线程池原理简单解析

记得在4年前面试的时候,在追问为什么要用线程池呢?很简单的回答了因为线程池不用重复创建线程,重复创建线程是一个比较对性能有影响的动作。那么线程池的原理是什么呢? 这个问题一直没去研究,今天总结一下。

总的结构

无论是使用Executors还是Guava的ThreadFactory去构建线程池,都构建的是ThreadPoolExecutor,所以这个就是我们这次分析的目标。

ctl变量

首先不得不提一个神奇的变量ctl,这里我们简单理解它包含了两个部分: 线程池状态前3位和线程池worker数量。可以参见下面一张图.

在这里插入图片描述

核心的worker集合

private final HashSet<Worker> workers = new HashSet<Worker>();

是一个HashSet的worker集合,就是我们工作线程的集合。那么让我们看一下Worker的代码:

private final class Worker
        extends AbstractQueuedSynchronizer
        implements Runnable {
        
        final Thread thread;
        /** Initial task to run.  Possibly null. */
        Runnable firstTask;
        
		Worker(Runnable firstTask) {
            setState(-1); // inhibit interrupts until runWorker
            this.firstTask = firstTask;
            this.thread = getThreadFactory().newThread(this);
        }        
}

Worker对象里主要包含了两个内容: ThreadfirstTask,而且Woker实现了Runnable,传给Thread的runnable对象是自己。

那么我们看一下Thread的代码, new之后主要调用了init方法

private void init(ThreadGroup g, Runnable target, String name,
                      long stackSize, AccessControlContext acc,
                      boolean inheritThreadLocals) {
        if (name == null) {
            throw new NullPointerException("name cannot be null");
        }

        this.name = name;

        ...
}

但这里并没有发现任何分配动作,只是新建一个对象。

任务列表

private final BlockingQueue<Runnable> workQueue;

一个线程安全的Queue,这里不多说。

我们看看线程怎么起来并且怎么保持的吧

运行起来

java.util.concurrent.ThreadPoolExecutor#addWorker方法可以看到,如果worker添加成功,那么就启动Woker中的线程

if (workerAdded) {
   t.start();
   workerStarted = true;
}

那么我们看看Thread.start方法吧.

try {
    start0();
    started = true;
} finally {
...

这里看到调用了Native的start0方法,从JVM.C中发现调用了操作系统创建线程并调用了Thread.run方法。(之所以没贴代码,是因为这段代码的确看不太懂orz)

那么关键的问题来了,当Thread执行完这个任务后,会怎么样?

答案是等待任务。

源码方法是: java.util.concurrent.ThreadPoolExecutor#runWorker

final void runWorker(Worker w) {
   Thread wt = Thread.currentThread();
   Runnable task = w.firstTask;
	 w.firstTask = null;
   ...
	 boolean completedAbruptly = true;
	 try {
 			while (task != null || (task = getTask()) != null) {
            ...
            try {
               ...

• _任务要求_
A. 判断下列三种说法是否符合上面关于线程池原理的文章，每项回答“是”或“否”，并原样引用文中起决定作用的字句：(i) 用Executors构建线程池时，构建出来的是ThreadPoolExecutor；(ii) ctl变量的前3位表示线程池的worker数量；(iii) 线程执行完任务后，会去等待任务。
B. 请把上面关于线程池原理的文章从“记得在4年前面试的时候,在追”一直到“r数量。可以参见下面一张图.”的全部内容原样抄写下来。
这些行取自另一来源，与上面的文章无关。

• _所给资料_
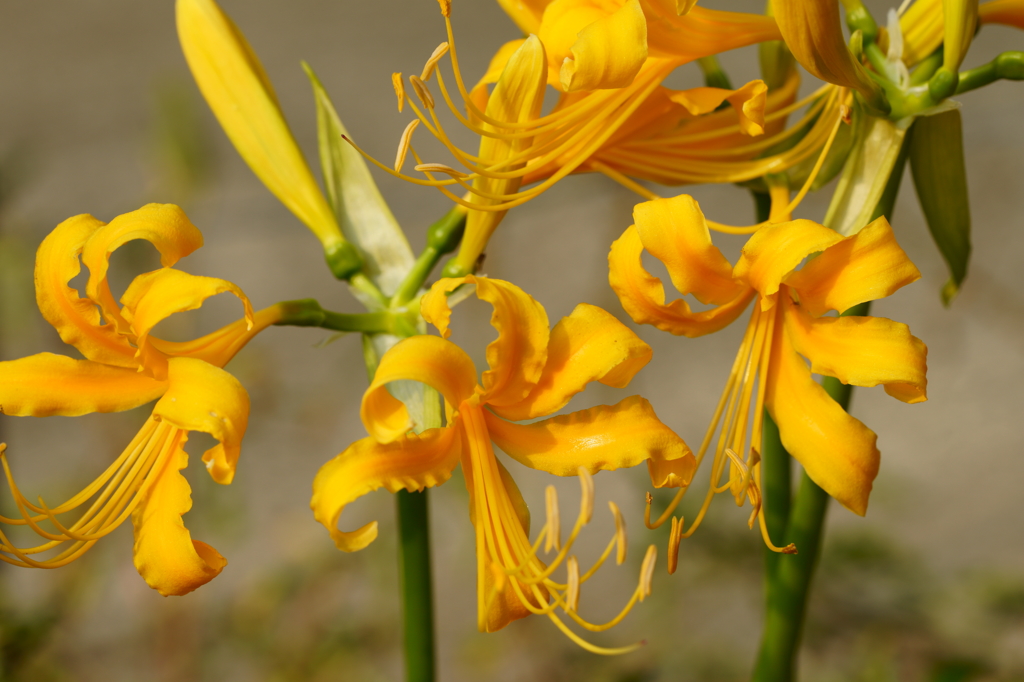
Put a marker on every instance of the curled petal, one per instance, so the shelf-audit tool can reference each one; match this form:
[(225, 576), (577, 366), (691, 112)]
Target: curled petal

• _参考答案_
A.
(i) 是。“无论是使用Executors还是Guava的ThreadFactory去构建线程池,都构建的是ThreadPoolExecutor”
(ii) 否。“线程池状态前3位和线程池worker数量”
(iii) 是。“答案是等待任务。”

B.
记得在4年前面试的时候,在追问为什么要用线程池呢?很简单的回答了因为线程池不用重复创建线程,重复创建线程是一个比较对性能有影响的动作。那么线程池的原理是什么呢? 这个问题一直没去研究,今天总结一下。

总的结构

无论是使用Executors还是Guava的ThreadFactory去构建线程池,都构建的是ThreadPoolExecutor,所以这个就是我们这次分析的目标。

ctl变量

首先不得不提一个神奇的变量ctl,这里我们简单理解它包含了两个部分: 线程池状态前3位和线程池worker数量。可以参见下面一张图.